■ **EXERCISE AIM**:
In the listing below, switch every "broadcast frame" to "camera image" and write the lines out again with nothing else changed. Leave the pictures out of your answer.

"""

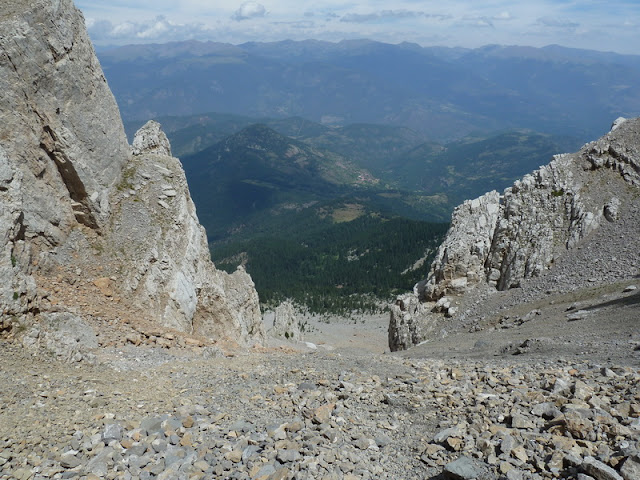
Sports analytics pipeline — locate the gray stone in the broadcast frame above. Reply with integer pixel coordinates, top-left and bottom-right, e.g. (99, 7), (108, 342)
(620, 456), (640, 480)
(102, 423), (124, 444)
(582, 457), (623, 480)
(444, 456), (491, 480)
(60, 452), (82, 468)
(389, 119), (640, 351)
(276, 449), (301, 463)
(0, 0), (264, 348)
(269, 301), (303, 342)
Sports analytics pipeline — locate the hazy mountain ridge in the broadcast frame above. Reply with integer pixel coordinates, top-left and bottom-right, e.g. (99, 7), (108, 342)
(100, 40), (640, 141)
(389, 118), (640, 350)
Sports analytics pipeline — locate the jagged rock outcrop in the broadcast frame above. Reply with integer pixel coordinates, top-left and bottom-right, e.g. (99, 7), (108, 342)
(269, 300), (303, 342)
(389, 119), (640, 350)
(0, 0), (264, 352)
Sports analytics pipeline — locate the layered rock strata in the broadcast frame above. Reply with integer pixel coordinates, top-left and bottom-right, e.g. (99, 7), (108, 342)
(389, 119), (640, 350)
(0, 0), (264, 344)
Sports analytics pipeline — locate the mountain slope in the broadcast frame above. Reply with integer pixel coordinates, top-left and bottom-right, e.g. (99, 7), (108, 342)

"""

■ **ANSWER TO THIS EXERCISE**:
Sports analytics pipeline — locate the gray stone in the camera image above. Reply with integer pixel coordinates, top-left and bottom-right, e.g. (99, 7), (108, 342)
(620, 456), (640, 480)
(102, 423), (124, 444)
(582, 457), (623, 480)
(444, 456), (491, 480)
(60, 452), (82, 468)
(389, 119), (640, 351)
(276, 449), (301, 463)
(0, 0), (264, 348)
(269, 301), (303, 342)
Sports analytics pipeline — locate the hazy mountain ridge in the camera image above. Reply with integer pixel coordinates, top-left and bottom-right, e.g. (99, 7), (108, 342)
(100, 40), (640, 141)
(389, 118), (640, 350)
Sports analytics pipeline — locate the jagged rock outcrop in the camera image above. Reply with integer pixel coordinates, top-left and bottom-right, e.g. (99, 7), (108, 342)
(269, 300), (303, 342)
(389, 119), (640, 350)
(0, 0), (264, 352)
Sports analytics pipeline — locate the layered rock strata in the camera image above. Reply with integer pixel coordinates, top-left and bottom-right, e.g. (99, 7), (108, 342)
(389, 119), (640, 350)
(0, 0), (264, 344)
Sports analytics pipeline — locate the mountain slope in the camera image above. Reply with integer pixel coordinates, top-left and bottom-right, e.g. (99, 7), (108, 342)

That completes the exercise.